• Task directions
Format the lines below as a numbered list, omitting any blank lines.

• Data lines
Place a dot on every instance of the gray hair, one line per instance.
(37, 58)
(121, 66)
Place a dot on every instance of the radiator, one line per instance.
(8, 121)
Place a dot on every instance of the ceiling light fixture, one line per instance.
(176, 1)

• Worked answer
1. Place a dot on every instance of the gray hair, one line per instance.
2. (37, 58)
3. (121, 66)
4. Place a dot on every instance of the radiator, one line per instance.
5. (8, 121)
6. Place a dot on every instance of the ceiling light fixture, one line per instance.
7. (176, 1)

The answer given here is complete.